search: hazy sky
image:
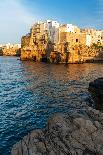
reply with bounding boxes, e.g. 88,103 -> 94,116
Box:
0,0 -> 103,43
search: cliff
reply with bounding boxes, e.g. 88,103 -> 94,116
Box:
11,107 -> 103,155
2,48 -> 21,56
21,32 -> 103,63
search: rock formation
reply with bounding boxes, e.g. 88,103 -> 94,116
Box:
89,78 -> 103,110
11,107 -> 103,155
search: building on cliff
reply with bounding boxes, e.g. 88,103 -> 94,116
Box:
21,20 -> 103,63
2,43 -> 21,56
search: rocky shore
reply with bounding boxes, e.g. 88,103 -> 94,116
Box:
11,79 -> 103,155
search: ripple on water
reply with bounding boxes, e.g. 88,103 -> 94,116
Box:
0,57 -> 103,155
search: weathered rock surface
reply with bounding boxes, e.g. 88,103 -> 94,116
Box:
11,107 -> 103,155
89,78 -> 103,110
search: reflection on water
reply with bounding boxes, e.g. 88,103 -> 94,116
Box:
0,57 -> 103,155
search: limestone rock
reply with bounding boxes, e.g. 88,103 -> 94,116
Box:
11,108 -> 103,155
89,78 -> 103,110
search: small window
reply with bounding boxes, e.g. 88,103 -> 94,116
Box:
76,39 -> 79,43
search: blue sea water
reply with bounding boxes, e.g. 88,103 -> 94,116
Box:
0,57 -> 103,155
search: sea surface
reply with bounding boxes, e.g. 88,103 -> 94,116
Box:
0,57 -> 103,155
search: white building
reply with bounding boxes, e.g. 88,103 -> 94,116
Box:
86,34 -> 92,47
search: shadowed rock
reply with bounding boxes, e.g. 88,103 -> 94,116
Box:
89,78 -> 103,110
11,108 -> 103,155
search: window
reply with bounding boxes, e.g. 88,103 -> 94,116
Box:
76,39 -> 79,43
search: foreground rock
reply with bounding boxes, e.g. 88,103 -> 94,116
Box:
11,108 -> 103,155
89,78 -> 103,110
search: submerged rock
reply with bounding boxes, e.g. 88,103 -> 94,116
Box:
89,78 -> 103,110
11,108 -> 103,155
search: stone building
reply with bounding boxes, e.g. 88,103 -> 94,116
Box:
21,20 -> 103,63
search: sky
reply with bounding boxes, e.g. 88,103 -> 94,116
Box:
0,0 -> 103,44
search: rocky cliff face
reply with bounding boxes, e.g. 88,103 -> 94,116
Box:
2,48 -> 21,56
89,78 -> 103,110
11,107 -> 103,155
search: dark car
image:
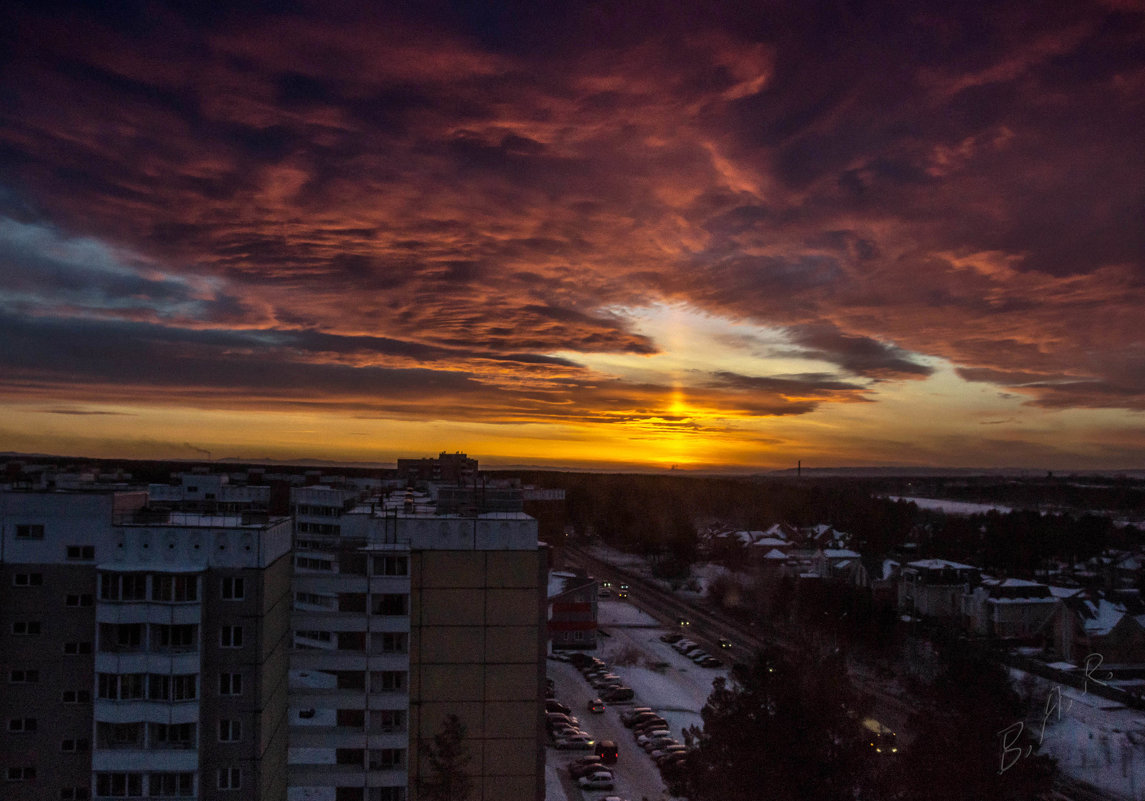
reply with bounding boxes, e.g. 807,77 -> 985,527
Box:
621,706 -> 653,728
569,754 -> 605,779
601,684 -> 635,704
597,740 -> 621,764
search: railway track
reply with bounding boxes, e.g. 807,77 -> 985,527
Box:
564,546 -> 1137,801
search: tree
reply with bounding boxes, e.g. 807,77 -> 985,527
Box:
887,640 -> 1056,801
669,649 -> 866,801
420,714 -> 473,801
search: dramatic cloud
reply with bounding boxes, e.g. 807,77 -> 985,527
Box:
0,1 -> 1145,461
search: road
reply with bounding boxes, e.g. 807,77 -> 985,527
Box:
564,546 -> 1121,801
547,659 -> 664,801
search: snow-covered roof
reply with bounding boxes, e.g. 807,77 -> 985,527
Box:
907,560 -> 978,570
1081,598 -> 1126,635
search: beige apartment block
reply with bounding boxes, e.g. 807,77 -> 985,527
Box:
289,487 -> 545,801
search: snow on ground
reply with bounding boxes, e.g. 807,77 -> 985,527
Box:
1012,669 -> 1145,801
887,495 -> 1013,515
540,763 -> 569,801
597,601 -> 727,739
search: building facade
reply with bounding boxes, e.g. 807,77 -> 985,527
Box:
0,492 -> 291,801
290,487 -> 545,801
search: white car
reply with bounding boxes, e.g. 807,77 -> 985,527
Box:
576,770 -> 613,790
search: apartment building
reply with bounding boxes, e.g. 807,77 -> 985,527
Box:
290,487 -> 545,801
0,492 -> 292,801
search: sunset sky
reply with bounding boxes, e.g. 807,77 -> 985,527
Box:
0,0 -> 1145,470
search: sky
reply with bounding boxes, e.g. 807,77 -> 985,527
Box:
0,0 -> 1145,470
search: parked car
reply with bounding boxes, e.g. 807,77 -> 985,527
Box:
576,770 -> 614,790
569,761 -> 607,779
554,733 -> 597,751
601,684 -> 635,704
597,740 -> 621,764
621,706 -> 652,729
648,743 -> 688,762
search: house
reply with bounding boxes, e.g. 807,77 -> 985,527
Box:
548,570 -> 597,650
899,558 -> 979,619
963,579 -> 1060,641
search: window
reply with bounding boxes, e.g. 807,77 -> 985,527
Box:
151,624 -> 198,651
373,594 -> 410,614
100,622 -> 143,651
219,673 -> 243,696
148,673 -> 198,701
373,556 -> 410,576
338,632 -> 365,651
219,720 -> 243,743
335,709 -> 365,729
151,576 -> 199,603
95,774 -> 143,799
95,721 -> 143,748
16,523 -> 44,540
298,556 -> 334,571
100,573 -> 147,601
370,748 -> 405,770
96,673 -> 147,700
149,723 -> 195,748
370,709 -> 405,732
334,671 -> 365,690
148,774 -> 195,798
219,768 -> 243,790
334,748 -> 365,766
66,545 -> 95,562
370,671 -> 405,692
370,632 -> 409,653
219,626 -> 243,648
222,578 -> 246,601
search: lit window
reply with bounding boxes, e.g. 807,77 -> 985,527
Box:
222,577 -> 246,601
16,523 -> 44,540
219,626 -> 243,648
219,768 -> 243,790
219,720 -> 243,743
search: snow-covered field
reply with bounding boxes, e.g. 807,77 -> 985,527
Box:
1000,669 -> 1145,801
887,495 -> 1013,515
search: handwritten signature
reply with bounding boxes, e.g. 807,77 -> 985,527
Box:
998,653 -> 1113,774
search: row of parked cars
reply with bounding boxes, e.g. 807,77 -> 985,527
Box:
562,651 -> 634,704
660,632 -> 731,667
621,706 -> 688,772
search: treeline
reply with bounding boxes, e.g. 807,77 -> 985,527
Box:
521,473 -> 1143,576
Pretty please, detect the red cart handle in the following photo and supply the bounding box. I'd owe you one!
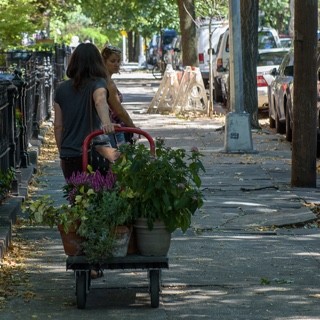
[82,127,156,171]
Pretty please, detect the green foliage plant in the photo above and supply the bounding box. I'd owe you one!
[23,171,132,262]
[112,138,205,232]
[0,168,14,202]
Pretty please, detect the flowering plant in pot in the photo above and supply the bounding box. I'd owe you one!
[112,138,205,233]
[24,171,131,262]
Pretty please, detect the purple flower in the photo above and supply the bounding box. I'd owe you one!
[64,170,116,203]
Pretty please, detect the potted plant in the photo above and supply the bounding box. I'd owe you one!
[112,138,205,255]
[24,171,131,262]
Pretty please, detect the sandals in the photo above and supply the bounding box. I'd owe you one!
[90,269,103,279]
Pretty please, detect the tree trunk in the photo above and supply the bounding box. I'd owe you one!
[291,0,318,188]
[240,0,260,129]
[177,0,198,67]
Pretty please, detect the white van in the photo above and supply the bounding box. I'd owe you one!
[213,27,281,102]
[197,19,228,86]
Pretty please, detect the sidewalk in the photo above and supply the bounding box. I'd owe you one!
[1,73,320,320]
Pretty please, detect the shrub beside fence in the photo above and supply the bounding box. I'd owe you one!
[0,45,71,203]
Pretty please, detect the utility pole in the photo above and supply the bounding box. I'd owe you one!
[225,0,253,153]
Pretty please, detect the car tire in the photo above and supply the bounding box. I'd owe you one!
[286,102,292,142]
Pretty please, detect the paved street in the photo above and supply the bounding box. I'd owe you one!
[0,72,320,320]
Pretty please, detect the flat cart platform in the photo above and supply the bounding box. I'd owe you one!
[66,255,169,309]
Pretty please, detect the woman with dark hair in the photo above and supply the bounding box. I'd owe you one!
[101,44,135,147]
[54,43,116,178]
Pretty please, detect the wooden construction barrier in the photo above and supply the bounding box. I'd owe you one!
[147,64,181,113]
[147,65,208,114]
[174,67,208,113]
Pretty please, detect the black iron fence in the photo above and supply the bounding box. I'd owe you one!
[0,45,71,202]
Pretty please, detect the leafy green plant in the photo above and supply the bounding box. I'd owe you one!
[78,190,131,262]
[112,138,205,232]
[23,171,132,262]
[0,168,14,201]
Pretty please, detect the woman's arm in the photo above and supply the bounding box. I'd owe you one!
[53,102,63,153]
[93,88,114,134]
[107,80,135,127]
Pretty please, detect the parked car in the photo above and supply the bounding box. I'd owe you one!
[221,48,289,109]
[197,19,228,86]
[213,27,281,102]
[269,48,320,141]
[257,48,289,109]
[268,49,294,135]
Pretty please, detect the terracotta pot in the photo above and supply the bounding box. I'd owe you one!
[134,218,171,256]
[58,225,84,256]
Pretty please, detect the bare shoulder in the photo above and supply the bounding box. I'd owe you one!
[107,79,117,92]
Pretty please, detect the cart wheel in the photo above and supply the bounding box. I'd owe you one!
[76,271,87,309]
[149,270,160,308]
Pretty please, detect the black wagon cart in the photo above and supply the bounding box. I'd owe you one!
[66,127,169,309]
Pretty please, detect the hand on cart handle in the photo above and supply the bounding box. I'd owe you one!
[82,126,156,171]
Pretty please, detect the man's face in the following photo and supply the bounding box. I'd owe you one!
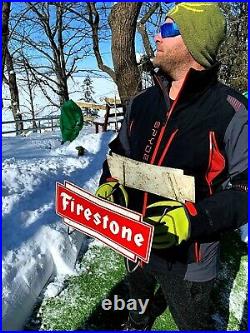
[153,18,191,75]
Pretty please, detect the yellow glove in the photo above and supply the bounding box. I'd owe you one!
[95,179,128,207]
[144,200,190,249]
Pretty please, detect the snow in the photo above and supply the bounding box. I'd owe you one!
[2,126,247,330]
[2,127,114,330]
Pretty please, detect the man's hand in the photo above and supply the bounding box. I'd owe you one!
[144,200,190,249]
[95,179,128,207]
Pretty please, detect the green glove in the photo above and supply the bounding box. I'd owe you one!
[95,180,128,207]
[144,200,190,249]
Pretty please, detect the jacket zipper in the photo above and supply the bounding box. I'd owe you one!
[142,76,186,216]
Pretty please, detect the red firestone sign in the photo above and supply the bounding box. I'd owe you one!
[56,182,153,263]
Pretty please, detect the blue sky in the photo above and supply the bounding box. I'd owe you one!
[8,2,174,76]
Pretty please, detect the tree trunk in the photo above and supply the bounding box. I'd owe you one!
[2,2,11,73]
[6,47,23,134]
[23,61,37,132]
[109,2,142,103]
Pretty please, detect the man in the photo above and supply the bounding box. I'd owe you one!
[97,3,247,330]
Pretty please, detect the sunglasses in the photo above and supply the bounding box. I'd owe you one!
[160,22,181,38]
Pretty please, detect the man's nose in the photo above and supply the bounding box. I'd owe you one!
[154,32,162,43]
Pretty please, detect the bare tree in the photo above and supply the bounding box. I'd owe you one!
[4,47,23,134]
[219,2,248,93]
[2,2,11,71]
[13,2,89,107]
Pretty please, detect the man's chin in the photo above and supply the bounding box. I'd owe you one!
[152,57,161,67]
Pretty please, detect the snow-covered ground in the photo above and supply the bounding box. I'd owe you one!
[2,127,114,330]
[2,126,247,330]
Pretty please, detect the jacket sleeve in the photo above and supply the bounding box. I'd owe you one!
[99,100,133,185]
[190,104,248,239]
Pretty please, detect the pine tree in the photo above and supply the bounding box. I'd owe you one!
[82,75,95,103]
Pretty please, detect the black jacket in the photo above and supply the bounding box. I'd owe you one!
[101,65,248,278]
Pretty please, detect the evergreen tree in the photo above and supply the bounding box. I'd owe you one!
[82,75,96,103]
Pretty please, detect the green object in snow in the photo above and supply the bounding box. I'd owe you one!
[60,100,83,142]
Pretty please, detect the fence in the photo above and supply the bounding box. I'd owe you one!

========

**Goal**:
Can you render the data from the line containing "search: cliff" through the line containing "2,43 -> 21,56" as a Markdown table with the columns Row and Line, numbering each line and leaving out blank ones?

**Completed task**:
| Row | Line |
|---|---|
| 1 | search: cliff |
| 2 | reply with bounding boxes, e.g. 88,103 -> 94,116 |
| 3 | Box: |
| 4 | 11,107 -> 103,155 |
| 5 | 2,48 -> 21,56 |
| 6 | 21,32 -> 103,63 |
| 7 | search: rock formation |
| 8 | reply with bounding boxes, e.g. 88,103 -> 94,116 |
| 9 | Box: |
| 10 | 89,78 -> 103,110 |
| 11 | 11,107 -> 103,155 |
| 12 | search: building on cliff |
| 13 | reply with bounding boxes, e.g. 88,103 -> 94,116 |
| 14 | Box: |
| 15 | 21,20 -> 103,63 |
| 16 | 2,43 -> 21,56 |